## [Data entries]
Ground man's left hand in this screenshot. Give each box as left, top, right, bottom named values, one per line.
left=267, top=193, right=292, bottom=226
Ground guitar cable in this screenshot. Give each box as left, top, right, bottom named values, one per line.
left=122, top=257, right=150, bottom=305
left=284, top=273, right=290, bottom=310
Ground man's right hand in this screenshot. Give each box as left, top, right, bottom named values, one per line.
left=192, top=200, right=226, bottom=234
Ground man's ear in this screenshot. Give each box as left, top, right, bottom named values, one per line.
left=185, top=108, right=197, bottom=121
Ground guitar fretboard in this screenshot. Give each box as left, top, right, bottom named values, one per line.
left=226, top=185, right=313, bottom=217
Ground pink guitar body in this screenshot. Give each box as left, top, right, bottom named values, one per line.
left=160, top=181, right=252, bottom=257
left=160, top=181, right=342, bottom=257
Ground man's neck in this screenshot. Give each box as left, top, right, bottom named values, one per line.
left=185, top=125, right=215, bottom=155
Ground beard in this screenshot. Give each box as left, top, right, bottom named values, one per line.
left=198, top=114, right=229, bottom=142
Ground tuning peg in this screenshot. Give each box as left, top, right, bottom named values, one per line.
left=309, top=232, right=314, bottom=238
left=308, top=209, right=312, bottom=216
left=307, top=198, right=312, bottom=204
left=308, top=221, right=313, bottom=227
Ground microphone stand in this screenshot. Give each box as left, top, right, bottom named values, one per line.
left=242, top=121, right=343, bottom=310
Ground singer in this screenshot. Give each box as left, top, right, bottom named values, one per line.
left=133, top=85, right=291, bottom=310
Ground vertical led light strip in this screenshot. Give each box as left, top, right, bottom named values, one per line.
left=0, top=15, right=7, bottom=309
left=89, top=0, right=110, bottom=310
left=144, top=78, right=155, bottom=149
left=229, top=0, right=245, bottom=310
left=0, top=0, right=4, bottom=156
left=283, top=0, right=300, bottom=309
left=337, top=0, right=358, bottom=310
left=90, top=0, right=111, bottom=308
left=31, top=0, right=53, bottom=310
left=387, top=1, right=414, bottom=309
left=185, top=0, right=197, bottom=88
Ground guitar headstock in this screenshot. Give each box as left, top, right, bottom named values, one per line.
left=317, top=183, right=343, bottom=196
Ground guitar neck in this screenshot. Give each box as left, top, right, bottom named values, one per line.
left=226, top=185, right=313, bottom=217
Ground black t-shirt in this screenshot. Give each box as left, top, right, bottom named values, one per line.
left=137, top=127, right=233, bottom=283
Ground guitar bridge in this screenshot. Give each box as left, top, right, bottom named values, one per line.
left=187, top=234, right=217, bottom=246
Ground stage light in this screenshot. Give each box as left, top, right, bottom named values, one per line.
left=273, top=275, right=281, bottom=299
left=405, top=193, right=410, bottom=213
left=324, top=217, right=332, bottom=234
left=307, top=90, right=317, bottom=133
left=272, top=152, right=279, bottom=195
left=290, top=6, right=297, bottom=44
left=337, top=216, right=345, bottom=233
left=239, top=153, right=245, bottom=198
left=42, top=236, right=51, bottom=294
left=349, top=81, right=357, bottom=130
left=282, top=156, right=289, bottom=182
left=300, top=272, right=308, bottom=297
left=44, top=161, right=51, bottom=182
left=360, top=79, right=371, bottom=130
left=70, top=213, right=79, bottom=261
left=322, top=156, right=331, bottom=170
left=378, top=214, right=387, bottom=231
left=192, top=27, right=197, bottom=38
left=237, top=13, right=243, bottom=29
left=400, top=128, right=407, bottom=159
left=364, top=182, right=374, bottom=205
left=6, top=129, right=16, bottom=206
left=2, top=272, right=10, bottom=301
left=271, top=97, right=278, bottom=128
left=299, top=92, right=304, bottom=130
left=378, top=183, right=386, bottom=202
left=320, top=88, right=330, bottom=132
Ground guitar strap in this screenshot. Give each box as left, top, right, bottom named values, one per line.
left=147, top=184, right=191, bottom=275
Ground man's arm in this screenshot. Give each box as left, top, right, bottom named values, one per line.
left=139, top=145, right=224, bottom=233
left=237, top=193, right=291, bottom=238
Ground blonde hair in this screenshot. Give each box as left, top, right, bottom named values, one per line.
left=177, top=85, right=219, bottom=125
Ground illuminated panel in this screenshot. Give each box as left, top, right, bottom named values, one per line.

## [TASK DESCRIPTION]
Each entry above needs to be duplicated verbatim.

## [RESULT]
Ground man's left hand in this screenshot. Give each box as left, top, right, bottom named values, one per line.
left=267, top=193, right=292, bottom=226
Ground guitar cable in this screenshot. Give each box as left, top, right, bottom named values, one per line.
left=122, top=257, right=150, bottom=305
left=284, top=273, right=290, bottom=310
Ground man's right hand in this screenshot. Give each box as left, top, right, bottom named values, one per line.
left=192, top=200, right=226, bottom=234
Ground man's ear in this screenshot. Give each box as left, top, right, bottom named values, one per line.
left=185, top=108, right=197, bottom=121
Ground guitar fretboard in this screenshot. Give each box as left, top, right, bottom named values, one per line.
left=226, top=185, right=313, bottom=217
Ground pink guitar body in this screenshot. Give each box as left, top, right, bottom named values, one per line.
left=160, top=181, right=252, bottom=257
left=160, top=181, right=342, bottom=257
Ground man's neck in this screenshot. Give each box as left, top, right, bottom named values, one per line.
left=185, top=125, right=215, bottom=155
Ground beard in this screenshot. Give each box as left, top, right, bottom named values, one per line.
left=198, top=114, right=229, bottom=142
Ground tuning peg in this screenshot. Give each box as left, top, right, bottom named values, one per line.
left=309, top=232, right=314, bottom=238
left=308, top=209, right=312, bottom=216
left=307, top=198, right=312, bottom=204
left=308, top=221, right=313, bottom=227
Ground microphone stand in this screenshot. Give each box as left, top, right, bottom named values, one per line.
left=242, top=121, right=343, bottom=310
Ground singer in this screenshot. Give each box as left, top, right, bottom named values, one per line.
left=133, top=85, right=291, bottom=310
Ground vertical led light strip in this screenshot. Give each box as left, top, right, bottom named values, one per line.
left=0, top=15, right=7, bottom=309
left=89, top=0, right=110, bottom=310
left=144, top=78, right=155, bottom=149
left=229, top=0, right=245, bottom=310
left=0, top=0, right=4, bottom=156
left=283, top=0, right=300, bottom=309
left=337, top=0, right=358, bottom=310
left=90, top=0, right=111, bottom=308
left=31, top=0, right=53, bottom=310
left=387, top=1, right=414, bottom=309
left=185, top=0, right=197, bottom=88
Ground guitar headstock in this screenshot. Give each box as left, top, right, bottom named values, one per line.
left=317, top=183, right=343, bottom=196
Ground guitar neck in this screenshot. Give each box as left, top, right, bottom named values, one per line.
left=226, top=185, right=313, bottom=217
Ground black t-shirt in this screenshot. Give each box as left, top, right, bottom named values, one per line.
left=137, top=127, right=233, bottom=283
Ground guitar bridge in this screenshot. Give each box as left, top, right, bottom named values, one per line.
left=187, top=234, right=217, bottom=246
Ground stage light in this screenshot. Give each box as left, top, right, bottom named values, one per line.
left=273, top=275, right=281, bottom=299
left=405, top=193, right=410, bottom=213
left=324, top=217, right=332, bottom=234
left=307, top=90, right=317, bottom=133
left=272, top=152, right=279, bottom=195
left=290, top=6, right=297, bottom=44
left=337, top=216, right=345, bottom=233
left=239, top=153, right=245, bottom=198
left=42, top=236, right=51, bottom=294
left=349, top=81, right=357, bottom=130
left=282, top=156, right=289, bottom=182
left=300, top=272, right=308, bottom=297
left=44, top=161, right=51, bottom=182
left=360, top=79, right=371, bottom=130
left=70, top=213, right=79, bottom=261
left=322, top=156, right=331, bottom=170
left=378, top=214, right=387, bottom=231
left=192, top=27, right=197, bottom=38
left=237, top=13, right=243, bottom=29
left=400, top=128, right=407, bottom=159
left=364, top=182, right=374, bottom=205
left=6, top=129, right=16, bottom=206
left=2, top=272, right=10, bottom=301
left=271, top=97, right=278, bottom=128
left=299, top=92, right=304, bottom=130
left=378, top=183, right=386, bottom=202
left=320, top=88, right=330, bottom=132
Ground guitar strap in this screenshot. Give each box as left, top, right, bottom named values, one per line.
left=147, top=184, right=191, bottom=275
Ground man's arm in this screenshot. Give each box as left, top, right, bottom named values, one per line.
left=139, top=145, right=224, bottom=233
left=237, top=193, right=291, bottom=238
Ground blonde hair in this screenshot. Give each box as left, top, right, bottom named values, one per line.
left=177, top=85, right=219, bottom=125
Ground illuminated panel in this screenshot. Give each box as left, top, right, bottom named values, one per line.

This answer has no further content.